Böylece Marx’ın Kapital’in üçüncü cildinde öngördüğü kapitalist
emperyalizm dönemine girmiş bulunuyoruz. Bu dönemde egemen birikim mantığı,
M-C-M’den (Para ve Metadan) M-M’ye (Paradan Paraya), yani üretken sermayeden
faiz getiren asalak finans sermayesine dönüşmüştür.
Bugün
emperyalist sistemin elde ettiği kârın büyük çoğunluğu borç ve faiz üzerinden
birikmektedir. ABD, diğer ülkelerin karşılaştığı normal kısıtlamalara tabi
olmadan sürekli bütçe açığı verebilir ve böylece dünyanın geri kalanını, askeri
harcamalarını ve yurtdışı yatırımlarını finanse etmeye zorlayabilir. Bütçe
açığı ABD’yi zayıflatmak yerine, diğer ülkelerin finansal sistemlerini dolara
bağlamak suretiyle onun jeopolitik ve ekonomik hâkimiyetini pekiştirir.
ABD,
herhangi bir ülkenin yıllar içinde üretebileceğinden çok daha fazlasını, sadece
saniyeler içinde basabilir. İşte emperyalizm bugün budur. Onun omurgasını IMF
ve Dünya Bankası gibi küresel finans kurumları oluşturur; bu kurumlar
nihayetinde yalnızca ABD’nin denetimindedir.

• **Malzeme**
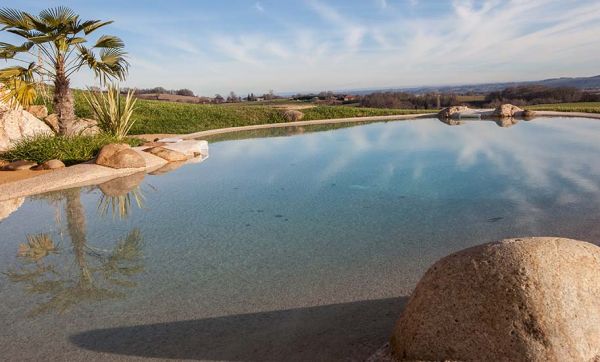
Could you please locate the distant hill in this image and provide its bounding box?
[345,75,600,95]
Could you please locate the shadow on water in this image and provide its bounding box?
[4,175,144,317]
[70,297,407,361]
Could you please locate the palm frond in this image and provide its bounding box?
[77,45,129,83]
[94,35,125,49]
[0,63,35,82]
[81,20,113,35]
[67,37,87,45]
[0,8,33,30]
[39,6,79,27]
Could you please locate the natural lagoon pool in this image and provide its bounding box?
[0,118,600,360]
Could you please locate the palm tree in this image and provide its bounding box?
[0,6,129,134]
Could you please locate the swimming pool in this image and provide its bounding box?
[0,118,600,360]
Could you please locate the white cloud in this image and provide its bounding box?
[50,0,600,95]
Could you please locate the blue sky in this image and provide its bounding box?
[0,0,600,95]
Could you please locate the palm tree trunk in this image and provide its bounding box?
[54,56,75,135]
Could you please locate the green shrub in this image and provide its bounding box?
[0,134,143,165]
[83,85,137,139]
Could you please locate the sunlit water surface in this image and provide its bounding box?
[0,118,600,359]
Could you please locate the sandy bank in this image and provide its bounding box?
[0,170,51,185]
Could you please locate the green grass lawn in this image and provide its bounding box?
[64,91,436,135]
[131,100,436,134]
[524,102,600,113]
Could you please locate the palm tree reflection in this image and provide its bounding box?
[6,181,144,317]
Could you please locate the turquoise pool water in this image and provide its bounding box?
[0,118,600,360]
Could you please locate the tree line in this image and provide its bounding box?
[485,85,600,106]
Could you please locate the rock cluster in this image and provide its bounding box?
[96,143,146,168]
[390,238,600,361]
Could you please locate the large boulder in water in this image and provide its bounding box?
[96,143,146,168]
[0,104,54,152]
[492,104,524,117]
[390,238,600,361]
[438,106,471,119]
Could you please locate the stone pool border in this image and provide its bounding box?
[0,111,600,201]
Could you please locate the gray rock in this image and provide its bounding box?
[32,160,65,171]
[390,238,600,361]
[71,118,101,136]
[2,160,37,171]
[0,197,25,220]
[96,143,146,168]
[162,140,208,158]
[438,106,471,119]
[492,104,523,117]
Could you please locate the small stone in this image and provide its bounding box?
[32,160,65,171]
[142,141,167,147]
[144,147,188,162]
[44,113,59,133]
[96,143,131,165]
[96,143,146,168]
[3,160,37,171]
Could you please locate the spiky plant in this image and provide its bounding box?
[0,6,129,134]
[84,84,137,139]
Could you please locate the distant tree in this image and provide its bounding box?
[175,88,194,97]
[150,87,169,94]
[263,89,275,101]
[227,91,241,103]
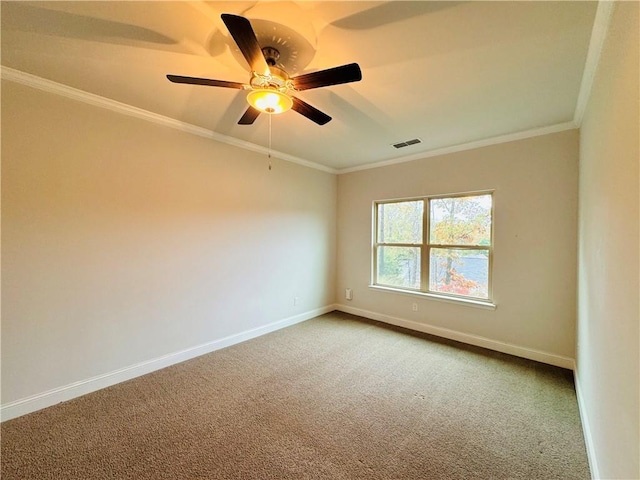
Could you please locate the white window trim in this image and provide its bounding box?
[369,284,498,310]
[369,190,497,310]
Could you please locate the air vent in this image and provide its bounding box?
[393,138,422,148]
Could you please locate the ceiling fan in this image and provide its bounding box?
[167,13,362,125]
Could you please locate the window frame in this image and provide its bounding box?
[371,190,495,308]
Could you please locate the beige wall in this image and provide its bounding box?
[2,82,336,404]
[336,130,578,363]
[577,2,640,479]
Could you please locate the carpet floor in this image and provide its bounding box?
[1,312,590,480]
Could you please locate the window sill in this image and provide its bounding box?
[369,285,497,310]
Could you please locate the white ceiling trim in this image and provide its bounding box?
[338,121,578,174]
[0,65,337,174]
[573,1,615,127]
[1,1,615,182]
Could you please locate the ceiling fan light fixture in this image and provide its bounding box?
[247,88,293,114]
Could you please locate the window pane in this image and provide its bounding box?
[378,200,424,243]
[376,247,420,289]
[429,195,491,245]
[429,248,489,298]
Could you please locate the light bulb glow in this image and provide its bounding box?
[247,89,293,113]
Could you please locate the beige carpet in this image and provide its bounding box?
[1,312,590,480]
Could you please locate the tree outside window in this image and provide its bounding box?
[373,193,493,300]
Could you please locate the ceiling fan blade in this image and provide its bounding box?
[167,75,244,90]
[291,63,362,90]
[238,106,260,125]
[291,97,331,125]
[222,13,271,75]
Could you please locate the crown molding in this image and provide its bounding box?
[573,0,615,127]
[0,65,336,174]
[337,121,578,175]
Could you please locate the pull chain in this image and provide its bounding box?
[267,115,273,170]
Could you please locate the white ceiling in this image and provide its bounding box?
[1,1,597,171]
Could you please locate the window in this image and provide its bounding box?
[373,193,493,300]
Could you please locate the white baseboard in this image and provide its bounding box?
[0,305,335,422]
[573,367,600,479]
[334,304,575,370]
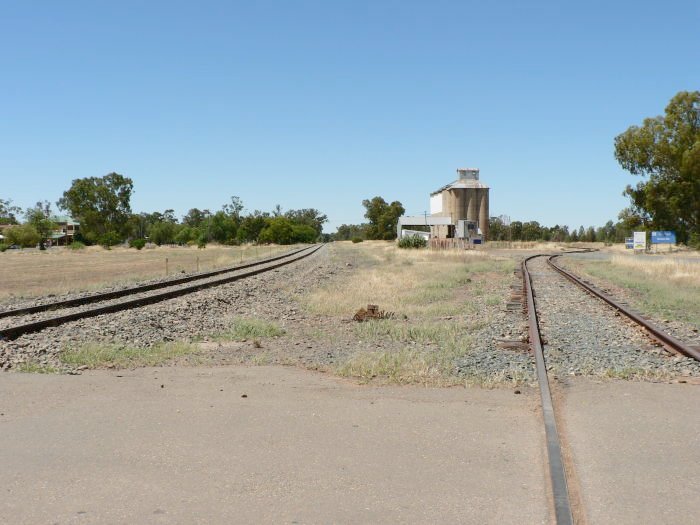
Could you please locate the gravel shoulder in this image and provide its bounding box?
[529,257,700,381]
[560,252,700,346]
[0,367,551,524]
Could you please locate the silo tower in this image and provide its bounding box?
[430,168,489,239]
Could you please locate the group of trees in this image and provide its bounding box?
[333,197,406,241]
[0,91,700,247]
[0,173,328,246]
[615,91,700,248]
[0,199,56,249]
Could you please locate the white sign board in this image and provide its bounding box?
[634,232,647,250]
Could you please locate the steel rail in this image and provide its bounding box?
[522,255,573,525]
[0,244,308,319]
[0,244,323,339]
[547,254,700,361]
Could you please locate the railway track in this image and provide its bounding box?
[0,244,323,340]
[521,252,700,525]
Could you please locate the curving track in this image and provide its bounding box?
[521,252,700,524]
[0,244,323,339]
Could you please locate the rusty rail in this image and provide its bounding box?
[0,247,308,319]
[547,254,700,361]
[522,255,573,525]
[0,244,323,339]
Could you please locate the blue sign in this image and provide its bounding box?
[651,232,676,244]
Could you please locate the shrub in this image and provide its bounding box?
[3,224,41,248]
[688,233,700,250]
[68,241,85,250]
[100,231,122,249]
[129,239,146,250]
[399,235,428,248]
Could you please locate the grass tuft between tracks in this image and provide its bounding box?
[60,341,200,368]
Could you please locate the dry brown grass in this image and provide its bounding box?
[0,245,300,302]
[306,241,513,318]
[610,255,700,286]
[304,242,514,386]
[566,255,700,329]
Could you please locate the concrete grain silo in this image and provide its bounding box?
[430,168,489,240]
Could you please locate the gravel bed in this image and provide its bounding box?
[456,278,537,383]
[0,248,314,329]
[0,246,306,311]
[0,249,333,370]
[528,257,700,380]
[558,254,700,346]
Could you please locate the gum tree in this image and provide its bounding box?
[615,91,700,244]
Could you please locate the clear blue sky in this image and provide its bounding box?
[0,0,700,231]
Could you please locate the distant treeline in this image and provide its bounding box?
[488,217,632,243]
[0,173,328,246]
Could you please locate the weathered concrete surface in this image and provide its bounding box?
[561,380,700,524]
[0,367,548,524]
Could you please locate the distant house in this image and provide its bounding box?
[0,224,14,242]
[51,215,80,246]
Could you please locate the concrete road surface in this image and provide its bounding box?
[0,367,548,524]
[561,380,700,525]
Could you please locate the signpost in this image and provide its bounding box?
[651,232,676,244]
[651,232,676,252]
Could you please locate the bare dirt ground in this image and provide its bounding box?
[0,367,550,524]
[5,239,700,523]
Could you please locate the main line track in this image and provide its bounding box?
[521,250,700,525]
[0,244,323,340]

• **Problem**
Okuma parçasında "Böylece Marx’ın Kapital’in" ile başlayıp "ekonomik hâkimiyetini pekiştirir." ile biten bölümü hiçbir değişiklik yapmadan yeniden yazın.

• **Sonuç**
Böylece Marx’ın Kapital’in üçüncü cildinde öngördüğü kapitalist
emperyalizm dönemine girmiş bulunuyoruz. Bu dönemde egemen birikim mantığı,
M-C-M’den (Para ve Metadan) M-M’ye (Paradan Paraya), yani üretken sermayeden
faiz getiren asalak finans sermayesine dönüşmüştür.
Bugün
emperyalist sistemin elde ettiği kârın büyük çoğunluğu borç ve faiz üzerinden
birikmektedir. ABD, diğer ülkelerin karşılaştığı normal kısıtlamalara tabi
olmadan sürekli bütçe açığı verebilir ve böylece dünyanın geri kalanını, askeri
harcamalarını ve yurtdışı yatırımlarını finanse etmeye zorlayabilir. Bütçe
açığı ABD’yi zayıflatmak yerine, diğer ülkelerin finansal sistemlerini dolara
bağlamak suretiyle onun jeopolitik ve ekonomik hâkimiyetini pekiştirir.